* _Problem details_
Reproduce every record below exactly as it appears.

Source data
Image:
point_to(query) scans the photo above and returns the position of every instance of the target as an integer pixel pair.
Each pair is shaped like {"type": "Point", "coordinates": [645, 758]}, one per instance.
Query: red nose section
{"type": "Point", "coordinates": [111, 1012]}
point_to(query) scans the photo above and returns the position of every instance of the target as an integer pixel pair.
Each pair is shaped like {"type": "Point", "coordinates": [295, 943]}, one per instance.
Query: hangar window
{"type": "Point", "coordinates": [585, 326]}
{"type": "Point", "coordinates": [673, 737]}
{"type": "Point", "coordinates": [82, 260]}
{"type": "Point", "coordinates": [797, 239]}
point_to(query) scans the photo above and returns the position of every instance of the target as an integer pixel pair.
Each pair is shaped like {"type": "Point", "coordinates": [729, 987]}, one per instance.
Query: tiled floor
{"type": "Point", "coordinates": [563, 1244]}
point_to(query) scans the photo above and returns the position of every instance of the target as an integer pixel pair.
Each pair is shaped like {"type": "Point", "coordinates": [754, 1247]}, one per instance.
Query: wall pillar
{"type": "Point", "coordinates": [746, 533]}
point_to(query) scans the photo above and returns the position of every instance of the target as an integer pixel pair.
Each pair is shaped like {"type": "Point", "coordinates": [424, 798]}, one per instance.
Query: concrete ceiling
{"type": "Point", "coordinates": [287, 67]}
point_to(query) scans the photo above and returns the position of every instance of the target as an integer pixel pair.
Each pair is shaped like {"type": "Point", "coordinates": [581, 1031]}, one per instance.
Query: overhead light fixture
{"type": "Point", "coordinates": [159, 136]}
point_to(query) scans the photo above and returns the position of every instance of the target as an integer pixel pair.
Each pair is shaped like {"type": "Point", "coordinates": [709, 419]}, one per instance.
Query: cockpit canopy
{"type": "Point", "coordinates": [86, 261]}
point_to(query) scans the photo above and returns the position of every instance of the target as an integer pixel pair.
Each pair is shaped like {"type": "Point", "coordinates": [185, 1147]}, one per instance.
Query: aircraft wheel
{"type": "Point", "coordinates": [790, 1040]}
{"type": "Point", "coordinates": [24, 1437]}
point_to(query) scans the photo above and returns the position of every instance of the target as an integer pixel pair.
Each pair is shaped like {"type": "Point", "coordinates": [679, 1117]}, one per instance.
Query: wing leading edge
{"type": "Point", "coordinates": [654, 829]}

* _Answer in full_
Image:
point_to(query) scans the photo above and returns the position of every instance of the target as an integer pixel pair.
Each pair is shaped like {"type": "Point", "coordinates": [645, 758]}, one per instance.
Query: red nose section
{"type": "Point", "coordinates": [111, 1012]}
point_to(query) scans the photo above and returns the position of every instance of the target as an integer pixel pair.
Each pair is shaped like {"type": "Point", "coordinates": [295, 943]}, one per instance.
Query: hangar window
{"type": "Point", "coordinates": [585, 326]}
{"type": "Point", "coordinates": [673, 737]}
{"type": "Point", "coordinates": [82, 260]}
{"type": "Point", "coordinates": [797, 239]}
point_to(query) scans the photo above and returns the position of every instance of the target as an integer pixel pair.
Each pair is shaped like {"type": "Point", "coordinates": [729, 987]}, one per instance.
Query: tiled floor
{"type": "Point", "coordinates": [563, 1244]}
point_to(query) scans the photo above and returns the position of every instance of the target as an integer pixel pair.
Each pair is shaped like {"type": "Point", "coordinates": [754, 1247]}, one per instance.
Query: wall pillar
{"type": "Point", "coordinates": [746, 533]}
point_to(query) scans the photo above and returns the position of every instance of the target as an integer pixel pair.
Each pair is shaped like {"type": "Point", "coordinates": [424, 798]}, one per instance.
Query: concrete ceiling
{"type": "Point", "coordinates": [287, 67]}
point_to(query) scans the photo above and returns the position of every instance of the target as an integer pixel pair.
Each pair is shaped like {"type": "Point", "coordinates": [581, 1031]}, one per instance.
Query: overhead light fixture
{"type": "Point", "coordinates": [159, 136]}
point_to(query) scans the photo above and returns the position of every instance of the target as an integer pixel pair.
Each pair is shaped like {"type": "Point", "coordinates": [709, 419]}, one per instance.
Query: cockpit canopy
{"type": "Point", "coordinates": [86, 261]}
point_to(query) scans the photo above and returns the position of every instance of the target as an integer pixel pair.
Each pair is shaped like {"type": "Point", "coordinates": [185, 1147]}, one per instance.
Query: aircraft wheel
{"type": "Point", "coordinates": [790, 1040]}
{"type": "Point", "coordinates": [24, 1437]}
point_to(query) scans the photo above and returns the position of every instance of the target as an integer pixel pair.
Each pair is shaped like {"type": "Point", "coordinates": [679, 1117]}, one per instance.
Query: wing leading edge
{"type": "Point", "coordinates": [654, 829]}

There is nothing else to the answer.